Problem statement: Each entry that follows should be written again verbatim.

Provided data:

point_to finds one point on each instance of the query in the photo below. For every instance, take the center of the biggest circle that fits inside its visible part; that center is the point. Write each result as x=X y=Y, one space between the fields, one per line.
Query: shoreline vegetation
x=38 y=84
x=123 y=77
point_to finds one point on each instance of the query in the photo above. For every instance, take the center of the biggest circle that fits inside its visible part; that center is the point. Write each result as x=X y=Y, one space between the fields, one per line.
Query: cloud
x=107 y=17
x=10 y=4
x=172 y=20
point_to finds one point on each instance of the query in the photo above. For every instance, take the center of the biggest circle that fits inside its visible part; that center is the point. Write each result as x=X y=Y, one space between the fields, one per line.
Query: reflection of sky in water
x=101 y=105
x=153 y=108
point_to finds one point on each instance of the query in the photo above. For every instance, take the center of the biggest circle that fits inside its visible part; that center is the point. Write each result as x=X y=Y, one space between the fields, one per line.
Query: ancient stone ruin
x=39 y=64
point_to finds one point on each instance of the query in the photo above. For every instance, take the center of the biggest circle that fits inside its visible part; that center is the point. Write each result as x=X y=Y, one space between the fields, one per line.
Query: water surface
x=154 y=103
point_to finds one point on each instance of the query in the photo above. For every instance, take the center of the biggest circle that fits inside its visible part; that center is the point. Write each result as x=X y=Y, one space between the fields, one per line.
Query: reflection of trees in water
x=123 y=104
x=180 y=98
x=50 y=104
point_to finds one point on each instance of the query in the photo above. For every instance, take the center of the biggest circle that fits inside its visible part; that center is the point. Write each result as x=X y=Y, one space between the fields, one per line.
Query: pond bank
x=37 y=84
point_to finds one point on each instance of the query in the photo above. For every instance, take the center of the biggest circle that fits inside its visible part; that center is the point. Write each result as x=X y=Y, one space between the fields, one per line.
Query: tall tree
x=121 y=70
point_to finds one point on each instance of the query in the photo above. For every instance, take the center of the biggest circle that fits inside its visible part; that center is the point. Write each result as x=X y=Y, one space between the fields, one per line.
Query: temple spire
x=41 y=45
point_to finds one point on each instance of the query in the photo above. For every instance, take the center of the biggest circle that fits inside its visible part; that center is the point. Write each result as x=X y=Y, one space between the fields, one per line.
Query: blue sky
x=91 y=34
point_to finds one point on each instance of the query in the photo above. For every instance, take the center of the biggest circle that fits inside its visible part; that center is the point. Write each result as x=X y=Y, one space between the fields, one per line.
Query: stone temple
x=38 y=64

Finished task:
point_to finds one point on each instance of the query in the photo below. For every instance, take the center of the biggest circle that fits inside its visible part; that center is the point. Write each result as x=X y=Y, one space between the fields, one per line.
Query: shoreline vegetation
x=38 y=84
x=123 y=77
point_to finds one point on each instance of the query in the photo above. For every instance, take the center of the biggest circle that fits inside its visible part; that center is the point. Write each result as x=X y=Y, one space between the fields, one per line.
Query: cloud
x=107 y=17
x=10 y=4
x=172 y=20
point_to finds one point on each instance of the query in the photo above. For every instance, take the center of the biggest circle that fits inside its visible part; that center is the point. Write each result as x=X y=Y, one space between the fields, one per line.
Query: reflection of sky in water
x=101 y=105
x=153 y=108
point_to finds one point on each instance of the query in the photo above. For every instance, take the center of the biggest circle that fits inside its visible part; that center is the point. Write each result as x=X y=Y, one space between the fields, one per line.
Query: ancient stone ruin
x=39 y=64
point_to finds one point on each instance of the query in the photo above. For every instance, take the center of the biggest circle that fits inside its visible part; that center is the point. Write each result as x=X y=Y, one space between the fields, one per line.
Query: water surface
x=154 y=103
point_to finds one point on each instance of the query in the photo above. For every instance, take the center of the biggest circle that fits inside its visible part; that center is the point. Write each result as x=X y=Y, one space between the fields, one per line.
Query: reflection of trees in water
x=123 y=104
x=180 y=98
x=50 y=104
point_to finds one point on each instance of the query in the photo above. For every instance, take the center of the biggest circle that fits inside its visible part; that center is the point. Write each result as x=X y=Y, one space between the fields, one per line.
Query: pond bank
x=37 y=84
point_to finds one point on each instance of the query in the photo above. For every instance, take the center of the biggest circle that fits inside its visible part; that center is the point. Write each result as x=X y=Y, one space between the fields, one per line.
Query: tall tree
x=121 y=70
point_to finds one point on each instance of the query in the photo above. For every instance, take the center of the biggest circle that fits inside its visible part; that center is the point. Write each result as x=X y=Y, one space between the fields, one per line.
Query: temple spire
x=41 y=45
point_to finds one point on each instance of the query in the photo above. For every instance, take the center of the biggest circle that fits inside its visible part; that center is the point. Write each result as x=X y=Y, one space between the fields, one per line.
Query: blue sky
x=91 y=34
point_to finds one point on each instance of the query in the photo above. For every instance, take the center of the biggest circle that fits inside its visible part; that center is the point. Write each result as x=X y=Y, one space between the fields, one per line.
Query: stone temple
x=38 y=64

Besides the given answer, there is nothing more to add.